SUPPLIED DATA

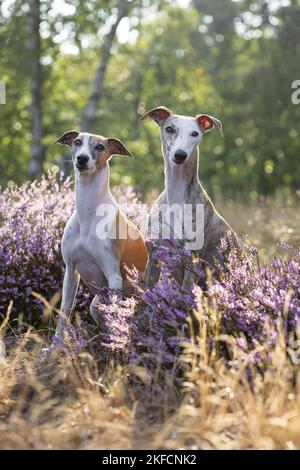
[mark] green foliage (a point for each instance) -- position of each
(234, 60)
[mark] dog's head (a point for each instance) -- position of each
(90, 152)
(180, 135)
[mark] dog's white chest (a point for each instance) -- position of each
(85, 251)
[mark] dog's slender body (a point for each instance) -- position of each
(90, 253)
(180, 137)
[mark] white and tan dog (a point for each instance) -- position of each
(180, 137)
(93, 250)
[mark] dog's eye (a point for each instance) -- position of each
(99, 147)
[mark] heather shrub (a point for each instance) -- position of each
(32, 219)
(249, 302)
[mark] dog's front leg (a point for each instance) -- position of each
(70, 286)
(152, 273)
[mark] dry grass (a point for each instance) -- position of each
(77, 403)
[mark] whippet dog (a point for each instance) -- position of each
(180, 137)
(98, 240)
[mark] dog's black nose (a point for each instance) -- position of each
(82, 159)
(180, 156)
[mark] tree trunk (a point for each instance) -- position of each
(34, 46)
(90, 112)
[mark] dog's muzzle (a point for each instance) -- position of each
(81, 162)
(180, 156)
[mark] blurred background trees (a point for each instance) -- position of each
(99, 64)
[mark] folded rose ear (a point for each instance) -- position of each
(207, 123)
(67, 138)
(116, 147)
(159, 115)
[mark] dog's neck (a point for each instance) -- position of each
(90, 192)
(181, 180)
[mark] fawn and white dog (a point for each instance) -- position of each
(180, 137)
(95, 253)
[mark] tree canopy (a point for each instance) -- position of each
(235, 60)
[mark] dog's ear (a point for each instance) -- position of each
(159, 115)
(116, 147)
(207, 123)
(67, 138)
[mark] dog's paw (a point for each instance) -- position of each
(51, 351)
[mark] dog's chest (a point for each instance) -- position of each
(86, 252)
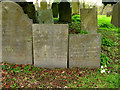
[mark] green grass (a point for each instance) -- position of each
(17, 76)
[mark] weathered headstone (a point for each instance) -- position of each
(45, 16)
(64, 11)
(75, 7)
(107, 8)
(89, 20)
(116, 15)
(84, 50)
(50, 43)
(109, 14)
(29, 9)
(43, 5)
(55, 9)
(16, 34)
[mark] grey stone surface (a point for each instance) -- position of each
(43, 5)
(109, 14)
(75, 7)
(0, 32)
(50, 43)
(55, 9)
(16, 34)
(84, 50)
(45, 16)
(64, 11)
(116, 15)
(89, 20)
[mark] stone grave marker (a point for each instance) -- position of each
(55, 9)
(43, 5)
(0, 32)
(16, 34)
(75, 7)
(84, 50)
(109, 14)
(45, 16)
(116, 15)
(89, 20)
(64, 11)
(107, 8)
(50, 43)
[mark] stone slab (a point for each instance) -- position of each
(116, 15)
(50, 43)
(107, 8)
(55, 9)
(64, 11)
(89, 20)
(43, 5)
(84, 50)
(16, 34)
(45, 16)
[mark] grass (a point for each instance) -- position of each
(28, 76)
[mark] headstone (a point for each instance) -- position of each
(109, 14)
(75, 7)
(55, 9)
(0, 32)
(52, 41)
(107, 8)
(36, 6)
(64, 11)
(45, 16)
(99, 10)
(16, 34)
(43, 5)
(29, 9)
(89, 20)
(116, 15)
(84, 50)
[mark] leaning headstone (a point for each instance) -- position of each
(50, 43)
(84, 50)
(43, 5)
(16, 34)
(75, 7)
(89, 20)
(116, 15)
(64, 11)
(45, 16)
(55, 9)
(107, 8)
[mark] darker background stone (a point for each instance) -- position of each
(55, 9)
(64, 11)
(29, 9)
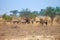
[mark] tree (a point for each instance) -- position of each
(14, 12)
(42, 12)
(50, 11)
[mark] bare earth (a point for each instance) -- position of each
(29, 32)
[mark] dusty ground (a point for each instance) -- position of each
(29, 32)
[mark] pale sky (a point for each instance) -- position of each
(8, 5)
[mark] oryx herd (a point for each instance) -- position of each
(32, 21)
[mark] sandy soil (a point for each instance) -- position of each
(29, 32)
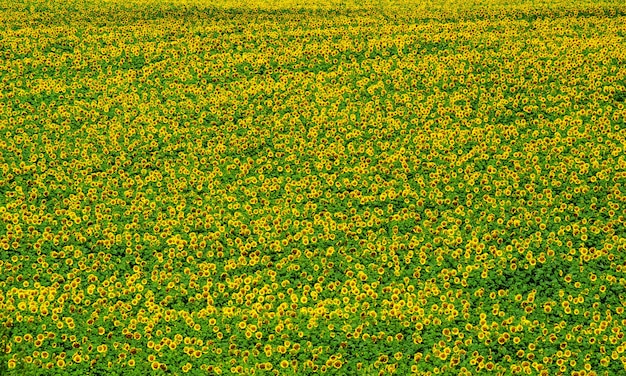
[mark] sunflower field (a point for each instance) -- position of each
(303, 187)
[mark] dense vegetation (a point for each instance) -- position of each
(371, 188)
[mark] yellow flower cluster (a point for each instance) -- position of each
(313, 186)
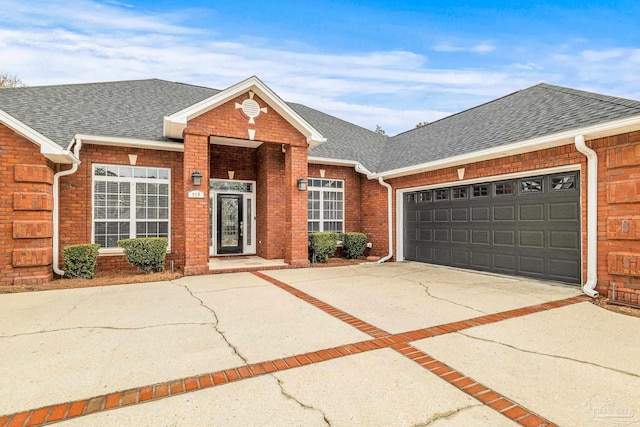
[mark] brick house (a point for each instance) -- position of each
(544, 182)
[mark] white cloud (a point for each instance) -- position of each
(484, 47)
(75, 41)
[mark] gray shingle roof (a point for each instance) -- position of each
(128, 109)
(534, 112)
(135, 109)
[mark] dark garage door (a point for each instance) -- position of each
(525, 227)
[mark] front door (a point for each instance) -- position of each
(229, 223)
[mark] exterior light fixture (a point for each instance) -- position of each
(196, 177)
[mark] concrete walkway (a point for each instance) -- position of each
(397, 344)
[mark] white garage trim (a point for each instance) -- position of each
(400, 194)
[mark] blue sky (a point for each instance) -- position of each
(387, 63)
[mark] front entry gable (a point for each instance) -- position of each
(248, 111)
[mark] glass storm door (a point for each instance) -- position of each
(229, 223)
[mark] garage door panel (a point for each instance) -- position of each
(481, 260)
(425, 235)
(459, 215)
(531, 212)
(441, 215)
(526, 226)
(460, 258)
(531, 265)
(564, 240)
(481, 214)
(504, 213)
(532, 238)
(441, 236)
(460, 236)
(425, 215)
(505, 263)
(480, 237)
(504, 237)
(563, 211)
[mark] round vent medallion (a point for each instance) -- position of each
(250, 108)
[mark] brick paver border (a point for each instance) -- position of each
(382, 339)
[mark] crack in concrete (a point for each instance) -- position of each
(112, 328)
(302, 405)
(556, 356)
(75, 306)
(216, 324)
(446, 415)
(426, 290)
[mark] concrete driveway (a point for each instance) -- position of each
(399, 344)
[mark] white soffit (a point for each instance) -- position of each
(48, 148)
(175, 124)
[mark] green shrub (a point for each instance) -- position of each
(80, 260)
(147, 254)
(354, 244)
(321, 245)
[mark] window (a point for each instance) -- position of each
(481, 190)
(531, 185)
(424, 196)
(326, 205)
(129, 202)
(459, 192)
(563, 182)
(503, 188)
(441, 194)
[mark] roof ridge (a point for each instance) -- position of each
(593, 95)
(471, 109)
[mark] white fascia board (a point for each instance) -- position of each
(549, 141)
(131, 142)
(176, 123)
(331, 162)
(48, 148)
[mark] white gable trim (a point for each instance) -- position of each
(175, 124)
(48, 148)
(130, 142)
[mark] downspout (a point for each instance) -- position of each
(361, 169)
(56, 205)
(592, 216)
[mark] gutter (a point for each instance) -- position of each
(592, 216)
(361, 169)
(56, 205)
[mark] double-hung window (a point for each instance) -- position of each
(326, 205)
(130, 202)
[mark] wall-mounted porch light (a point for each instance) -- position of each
(196, 177)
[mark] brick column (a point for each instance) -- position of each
(196, 211)
(295, 235)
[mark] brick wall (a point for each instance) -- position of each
(619, 216)
(26, 205)
(76, 203)
(241, 160)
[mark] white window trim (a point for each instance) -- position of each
(132, 204)
(321, 220)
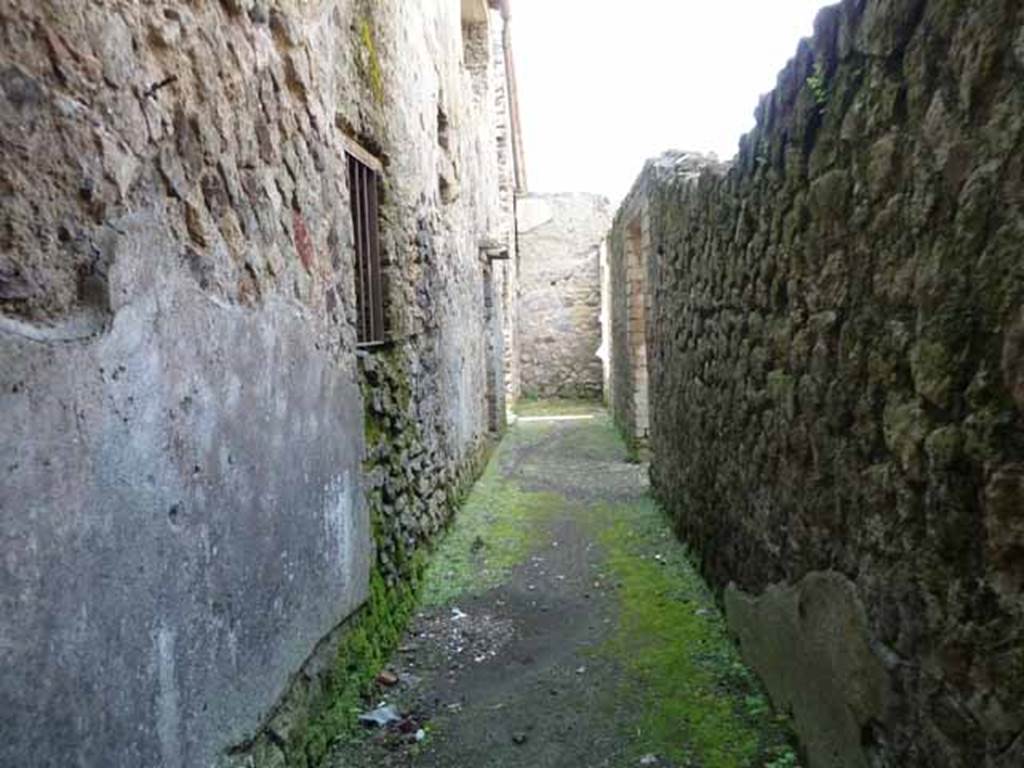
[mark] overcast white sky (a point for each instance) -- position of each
(605, 84)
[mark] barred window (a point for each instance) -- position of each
(369, 283)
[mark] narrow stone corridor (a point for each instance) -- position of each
(561, 625)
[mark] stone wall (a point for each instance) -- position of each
(837, 398)
(194, 453)
(559, 324)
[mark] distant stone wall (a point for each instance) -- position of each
(837, 373)
(559, 324)
(200, 471)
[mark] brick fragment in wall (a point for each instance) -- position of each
(833, 336)
(176, 291)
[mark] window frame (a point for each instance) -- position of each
(363, 173)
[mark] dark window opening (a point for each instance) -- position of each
(369, 280)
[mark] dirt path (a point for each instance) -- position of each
(563, 627)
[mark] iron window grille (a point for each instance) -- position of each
(369, 282)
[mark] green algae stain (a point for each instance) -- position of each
(697, 702)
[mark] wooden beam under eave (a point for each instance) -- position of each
(474, 11)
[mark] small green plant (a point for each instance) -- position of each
(785, 759)
(818, 85)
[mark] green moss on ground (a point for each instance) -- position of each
(369, 643)
(372, 71)
(697, 702)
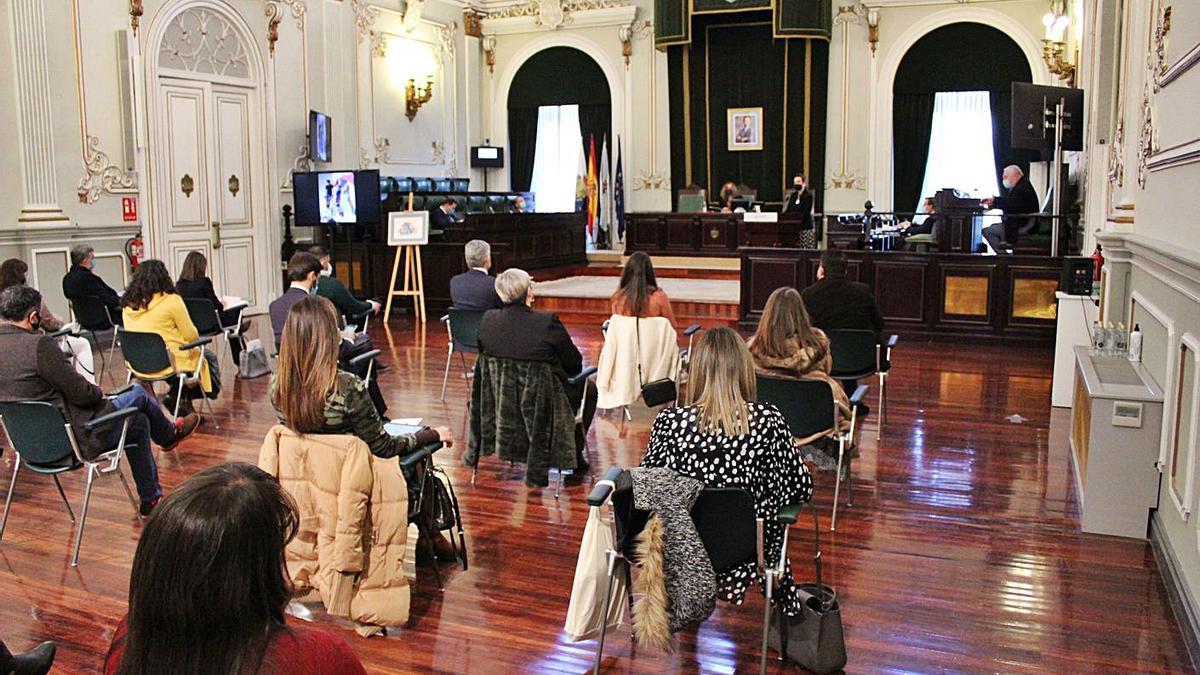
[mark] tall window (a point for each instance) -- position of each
(960, 150)
(556, 160)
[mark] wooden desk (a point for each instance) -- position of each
(707, 236)
(1006, 299)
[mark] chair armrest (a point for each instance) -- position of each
(364, 357)
(195, 344)
(119, 392)
(106, 419)
(603, 490)
(789, 514)
(583, 375)
(419, 455)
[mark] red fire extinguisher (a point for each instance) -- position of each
(136, 250)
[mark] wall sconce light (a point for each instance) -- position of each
(1054, 45)
(873, 29)
(414, 99)
(490, 53)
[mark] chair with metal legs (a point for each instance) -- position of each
(45, 442)
(809, 408)
(148, 360)
(858, 354)
(729, 527)
(462, 336)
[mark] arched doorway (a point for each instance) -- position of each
(556, 76)
(957, 58)
(208, 130)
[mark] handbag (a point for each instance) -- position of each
(660, 390)
(815, 639)
(253, 360)
(585, 614)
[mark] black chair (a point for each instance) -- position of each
(809, 408)
(726, 521)
(462, 333)
(858, 354)
(45, 441)
(94, 317)
(207, 318)
(145, 354)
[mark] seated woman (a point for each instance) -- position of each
(151, 305)
(210, 585)
(639, 293)
(311, 395)
(12, 273)
(787, 345)
(193, 282)
(727, 440)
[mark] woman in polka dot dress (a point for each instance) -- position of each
(727, 440)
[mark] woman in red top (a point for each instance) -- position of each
(639, 293)
(209, 586)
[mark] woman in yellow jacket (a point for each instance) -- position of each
(151, 305)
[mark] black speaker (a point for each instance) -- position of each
(1077, 275)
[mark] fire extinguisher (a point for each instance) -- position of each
(136, 250)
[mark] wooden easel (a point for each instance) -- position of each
(414, 281)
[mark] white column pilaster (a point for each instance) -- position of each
(35, 126)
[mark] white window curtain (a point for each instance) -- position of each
(556, 159)
(960, 150)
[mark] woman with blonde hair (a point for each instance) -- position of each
(787, 345)
(311, 395)
(727, 440)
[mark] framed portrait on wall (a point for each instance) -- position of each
(744, 129)
(408, 227)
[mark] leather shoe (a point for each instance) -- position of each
(36, 661)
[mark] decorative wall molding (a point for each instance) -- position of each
(102, 175)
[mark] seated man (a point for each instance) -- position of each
(304, 269)
(82, 282)
(33, 368)
(330, 287)
(517, 332)
(474, 288)
(835, 303)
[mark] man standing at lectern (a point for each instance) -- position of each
(1020, 202)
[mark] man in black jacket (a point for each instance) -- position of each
(517, 332)
(1020, 202)
(82, 284)
(33, 368)
(474, 288)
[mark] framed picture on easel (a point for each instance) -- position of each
(408, 228)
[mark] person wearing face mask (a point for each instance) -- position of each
(799, 201)
(1020, 202)
(331, 288)
(34, 369)
(82, 282)
(304, 272)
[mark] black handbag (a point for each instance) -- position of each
(660, 390)
(815, 639)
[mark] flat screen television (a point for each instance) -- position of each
(337, 197)
(319, 137)
(486, 156)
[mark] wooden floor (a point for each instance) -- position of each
(963, 550)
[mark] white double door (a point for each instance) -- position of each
(210, 180)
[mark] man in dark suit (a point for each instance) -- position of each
(304, 269)
(517, 332)
(33, 368)
(443, 216)
(81, 282)
(474, 288)
(1020, 202)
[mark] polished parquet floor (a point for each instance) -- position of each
(961, 553)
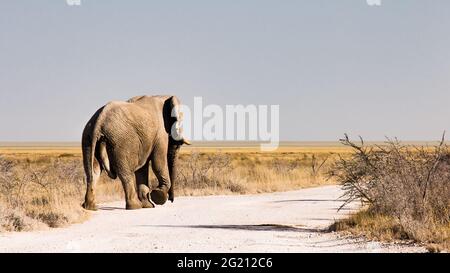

WHAT THE TASK REQUIRES
Your copy must start at the line that holds "[mark] black speaker" and end at the last line of the data, both included; it must contain no pictures.

RESPONSE TO THE EXERCISE
[mark] black speaker (a point for each instance) -- position of each
(1077, 275)
[mark] fire extinguisher (a point for each instance) -- position of each
(136, 250)
[mark] wooden easel (a point for each instance) -- position of each
(414, 281)
[mark] white column pilaster (a point for each instance) -- position of each
(35, 126)
[mark] white window curtain (a point for each instance) -- position of each
(556, 159)
(960, 150)
[mark] woman with blonde hair (a point for each instance) -- position of each
(787, 345)
(311, 395)
(727, 440)
[mark] framed portrait on wall (a point for each instance) -- position of each
(744, 129)
(408, 227)
[mark] leather shoe (a point for each instance) -- position of each
(36, 661)
[mark] decorative wall molding (a point for each instance) -- position of each
(102, 175)
[mark] seated man (a point for each instance) -- position of each
(304, 269)
(82, 282)
(33, 368)
(330, 287)
(517, 332)
(474, 288)
(835, 303)
[mark] man standing at lectern (a point for each instance) -- position of each
(1020, 202)
[mark] man in black jacket (a point for each instance) -- position of each
(517, 332)
(1020, 202)
(82, 284)
(33, 368)
(474, 288)
[mark] framed picture on easel (a point for each instance) -- position of each
(408, 228)
[mark] person wearing face mask (a point for each instance) -- position of each
(799, 201)
(1020, 202)
(331, 288)
(34, 369)
(82, 282)
(304, 272)
[mark] black handbag (a point for each instance) -- position of each
(660, 390)
(815, 639)
[mark] flat screen television (a point for each instance) -- position of each
(337, 197)
(319, 137)
(486, 156)
[mark] wooden floor (a point for each instance) -- position of each
(963, 550)
[mark] white double door (a point for each instance) -- position of each
(210, 180)
[mark] man in dark suit (a point for each instance) -- position of each
(304, 269)
(517, 332)
(33, 368)
(443, 216)
(81, 282)
(474, 288)
(1020, 202)
[mark] polished parquet floor (a point for each instance) -- position of each
(961, 553)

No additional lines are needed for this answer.